**Exercise objective**
Edit all of the data below so that every "largest disc" becomes "biggest circle", and change nothing else. Leave the pictures out of your answer.
Begin
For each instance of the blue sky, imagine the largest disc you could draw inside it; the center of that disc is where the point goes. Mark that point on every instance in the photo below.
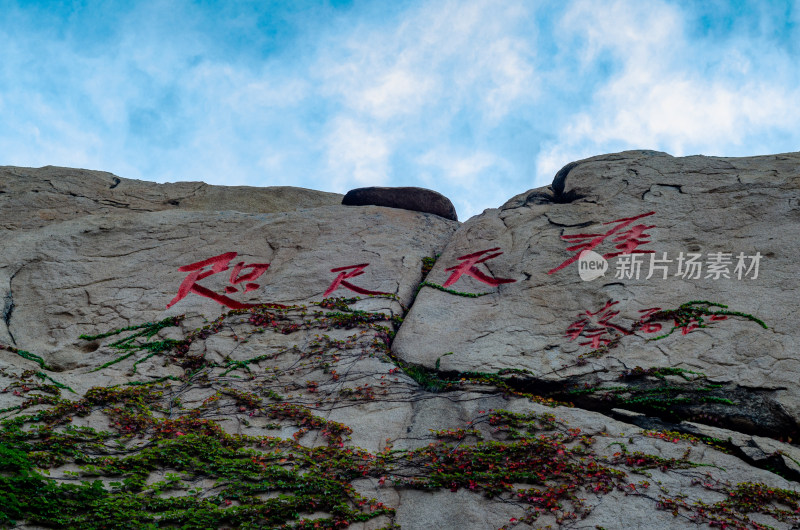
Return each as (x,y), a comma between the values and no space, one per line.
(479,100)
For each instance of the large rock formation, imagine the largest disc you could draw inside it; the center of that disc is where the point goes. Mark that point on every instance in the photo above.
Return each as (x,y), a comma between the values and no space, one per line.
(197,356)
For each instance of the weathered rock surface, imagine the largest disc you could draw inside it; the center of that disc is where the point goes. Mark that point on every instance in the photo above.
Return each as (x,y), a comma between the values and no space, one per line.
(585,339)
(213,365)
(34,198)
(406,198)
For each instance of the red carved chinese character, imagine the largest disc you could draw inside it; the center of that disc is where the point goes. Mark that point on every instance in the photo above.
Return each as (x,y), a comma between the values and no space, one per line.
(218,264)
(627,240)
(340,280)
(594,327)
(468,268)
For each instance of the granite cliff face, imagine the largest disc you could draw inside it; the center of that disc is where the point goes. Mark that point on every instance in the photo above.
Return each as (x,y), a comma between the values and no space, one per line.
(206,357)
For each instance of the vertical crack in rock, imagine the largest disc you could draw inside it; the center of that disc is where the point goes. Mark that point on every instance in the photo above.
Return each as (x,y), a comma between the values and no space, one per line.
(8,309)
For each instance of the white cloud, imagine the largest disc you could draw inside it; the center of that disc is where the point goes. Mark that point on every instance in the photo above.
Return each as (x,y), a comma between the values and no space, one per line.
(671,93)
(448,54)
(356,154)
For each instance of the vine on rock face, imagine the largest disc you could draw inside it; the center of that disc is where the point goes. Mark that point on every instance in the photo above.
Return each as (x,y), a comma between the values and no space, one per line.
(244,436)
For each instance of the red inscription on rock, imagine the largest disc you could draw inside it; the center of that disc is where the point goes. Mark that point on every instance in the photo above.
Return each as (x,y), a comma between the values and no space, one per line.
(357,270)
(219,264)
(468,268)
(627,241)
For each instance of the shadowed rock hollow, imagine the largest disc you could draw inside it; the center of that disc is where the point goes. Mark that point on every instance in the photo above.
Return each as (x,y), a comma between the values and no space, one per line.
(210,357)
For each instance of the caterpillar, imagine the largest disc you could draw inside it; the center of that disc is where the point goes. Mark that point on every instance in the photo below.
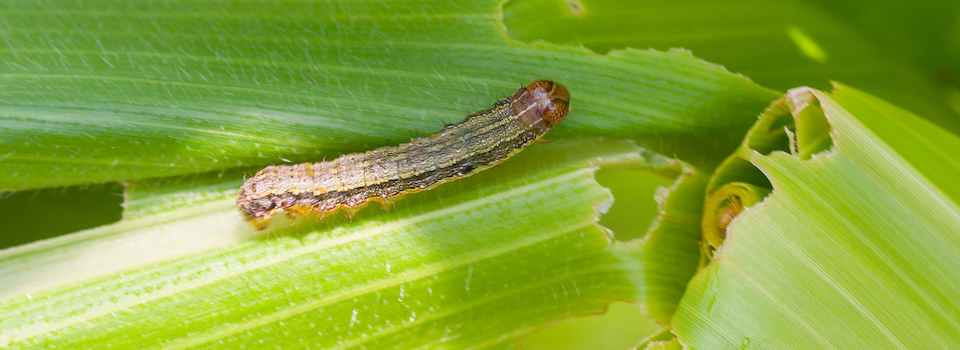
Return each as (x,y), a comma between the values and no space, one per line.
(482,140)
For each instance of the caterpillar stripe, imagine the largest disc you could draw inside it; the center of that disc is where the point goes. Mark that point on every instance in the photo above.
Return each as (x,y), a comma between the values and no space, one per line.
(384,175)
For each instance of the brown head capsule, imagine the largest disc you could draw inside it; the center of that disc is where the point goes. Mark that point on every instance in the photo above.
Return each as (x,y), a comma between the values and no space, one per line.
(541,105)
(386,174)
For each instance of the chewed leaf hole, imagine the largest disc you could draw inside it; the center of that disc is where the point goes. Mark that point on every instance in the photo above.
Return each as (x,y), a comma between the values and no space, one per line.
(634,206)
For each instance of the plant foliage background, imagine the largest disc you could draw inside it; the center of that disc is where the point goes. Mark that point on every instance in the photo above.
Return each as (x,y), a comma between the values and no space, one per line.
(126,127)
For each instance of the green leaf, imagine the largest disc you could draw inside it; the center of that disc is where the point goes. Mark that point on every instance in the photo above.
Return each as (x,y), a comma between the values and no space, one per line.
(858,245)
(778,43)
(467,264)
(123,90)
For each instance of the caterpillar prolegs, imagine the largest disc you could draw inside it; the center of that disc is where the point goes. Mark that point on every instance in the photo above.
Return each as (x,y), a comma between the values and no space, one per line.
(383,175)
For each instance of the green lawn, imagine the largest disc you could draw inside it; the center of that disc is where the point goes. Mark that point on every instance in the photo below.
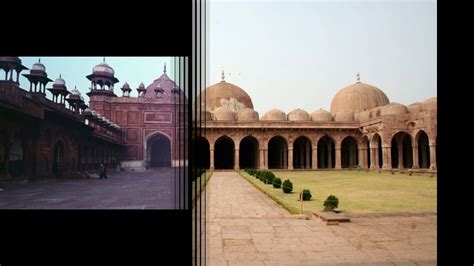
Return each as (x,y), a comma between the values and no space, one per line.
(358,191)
End
**Finished task**
For each instance of the blue sky, imagine the biggest circle you could draw inside it; the center of that disc is where the point goes. Mark that point on every instance in the photo below.
Return each as (x,y), a comma between the values and no space, one per line.
(479,100)
For each instance of the large rock formation, imagine the biggest circle you could draw inside it; the center of that disc is where the point goes. Mark that point on every instance in the photo above.
Return each as (x,y), a comma between the values and no space, one per line.
(197,356)
For each instance of the weathered rock surface, imagine the biggest circle you could draw inside it; the center of that disc is where the point goes. Mark that point on every instance in the photo above.
Return each as (x,y), a comma between the values and no space, one per line.
(585,339)
(213,365)
(34,198)
(406,198)
For each instance of the red carved chinese character, imagine the biggest circle you could draw inside it; the center of that disc is where the point goes. Mark that point on every instance in the photo above.
Return each as (x,y), a comma between the values and no space, one per line.
(218,264)
(627,240)
(340,280)
(594,327)
(468,268)
For each instance of the granite cliff face, imagine the biggest circle you could draw inside it; the center of that disc is where the point goes. Mark that point on every instance in the photo above.
Return each as (x,y), a comma between the values and no space, one per line.
(206,357)
For each instance of the vertical crack in rock, imagine the biggest circle you could draw inside it; the center of that disc is where the point goes. Mark that point on every instance in the photo above.
Return each as (x,y), a comma between the values and no space, one per line.
(8,309)
For each instance of the white cloud, imagine the biggest circle you could draw inside it; the center of that disc is where the point goes. Mark that point on every instance in the photo above.
Return each as (x,y), a comma between the values and no space, one per line.
(671,93)
(448,54)
(356,154)
For each instance of the vine on rock face, imagine the biggest circle you could draw inside it; the center of that disc is where the point goes. Mark that point on every instance in the photo above.
Return each as (x,y), a comma between the values and no space, one per line.
(244,436)
For each instance of the red inscription on rock, imagine the biggest circle you could draw inside it; the center of that disc is where the point goes. Mark that point on every instance in the photo above.
Return each as (x,y), a comma between the values and no space, one per line.
(357,270)
(219,264)
(468,268)
(627,241)
For each instance of the shadowed rock hollow, imagine the biggest circle you could draw inside it; the center of that disc is where the point goes. Mark that point on every instance in the photo above.
Return each as (x,y), a comma between the values and no space, one per line.
(210,357)
For each instance of the caterpillar, imagine the biggest circle you could draw inside it; the center of that disc is where the point goes. Mark that point on every instance in the photo below.
Return each as (x,y), a comma between the values and no space, one per line.
(482,140)
For each instance of the caterpillar stripe, imagine the biggest circle you could draw inside it; the center of that disc is where the point goes. Mark that point on every instance in the photo above.
Return each as (x,y), a comma between the values and no space, one per line.
(384,175)
For each instance of the brown head capsule, imagine the biggest circle you could draw inside it; the center of that disc is where the point goes. Mark that point on every instance in the photo above.
Return each as (x,y), a comma between the values and no space, one per line.
(541,105)
(386,174)
For each instance of the chewed leaf hole, imagine the biggest circle you could draw inside it; the center of that disc is where the point goes. Mark that point on every instance in the photo above.
Return each as (x,y), a comma between the values and no space, one per line.
(634,206)
For each instance of the plant foliage background, imagine the biggest circle you could draw inside it; the center of that disc is where the point goes. Mark that point on every instance in the photo above.
Return each as (x,y), a comma between the values and no space, one per line.
(126,127)
For each instance of the green leaf, imagine the biggest circle you could draw inside it; the center of that disc is where the point goes. Mark that point on every instance in the photo above.
Return each as (x,y), a comma between the values and no space, one per line.
(858,245)
(778,43)
(467,264)
(123,90)
For each instance of the caterpillar prolegs, imagine the biggest circle you could draw inside it; the center of that disc is where the point goes. Mark that point on every instance in the photo above.
Return each as (x,y), a comma between the values and no space, one per line.
(383,175)
For each instance of the green lawn, imagine the biggest circle you could draw inside it; the center of that disc is where the point goes. Mark that point on every instance in the photo below.
Return each as (x,y), a comma between the values and no space, one per line.
(358,191)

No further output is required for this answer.